* Okuma parçası:

PKK Lideri Abdullah Öcalan üzerindeki ağırlaştırılmış tecride tepki gösteren Barış Anneleri, Kürt sorunu ve diğer sorunların çözüm adresinin İmralı olduğunu belirterek, “Tecrit anaların gözyaşıdır” dedi.
PKK Lideri Abdullah Öcalan üzerinde devam eden ağırlaştırılmış tecride tepki gösteren Barış Anneleri İnisiyatifi üyeleri, Öcalan şahsında bir halkın tecride alındığına belirtti. İnisiyatif üyeleri, başta Kürt sorunu olmak üzere tüm sorunların çözümü için Öcalan’a işaret etti.
‘İktidar barışı istemiyor’
Anne Bedia Gökgöz, Öcalan’ın fikirlerinin açık, kapsayıcı ve tüm dünyada barışa hizmet ettiğine dikkat çekerek, Öcalan şahsında tüm toplumun tecrit altına alındığını ifade etti. Tecrit olmaması halinde Suriye, Libya ve Federe Kürdistan Bölgesi’ndeki savaşların yaşanmamış olacağını kaydeden Gökgöz, “Sayın Öcalan barışı sağlayabildiği için üzerinde tecrit uygulanıyor” dedi.
Mezopotamya Ajansı’ndan İdris Sayılğan’a konuşan Barış Anneleri’nden Gökgöz, AKP’nin savaştaki ısrarına değinerek, “Tecrit kalktığı zaman barışın nasıl sağlandığını görürüz. Savaşların bittiğini, işlerin iyiye gittiğini görürüz. Savaş bittiği zaman iktidardaki zorbaların iktidarlarını koruyacak bir şeyleri kalmıyor. Barış işlerine gelmedi. Her taraf savaş alanına dönmüş durumda. İktidarlarını savaş üzerine kurmuşlar. Bu yüzden savaşın bitmesini istemiyorlar. Başkan da barış istiyor, bu da onların işlerine gelmiyor. Bu yüzden tecrit uyguluyorlar” şeklinde konuştu.

* Yönerge ve koşullar: Yukarıdaki okuma parçasına göre Bedia Gökgöz, tecrit olmasaydı hangi yerlerdeki savaşların yaşanmamış olacağını söylüyor?

* Malzeme:
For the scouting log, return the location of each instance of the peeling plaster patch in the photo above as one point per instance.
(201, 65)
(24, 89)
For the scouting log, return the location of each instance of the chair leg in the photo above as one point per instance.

* Alıştırmanın cevabı: Suriye, Libya ve Federe Kürdistan Bölgesi'ndeki savaşlar.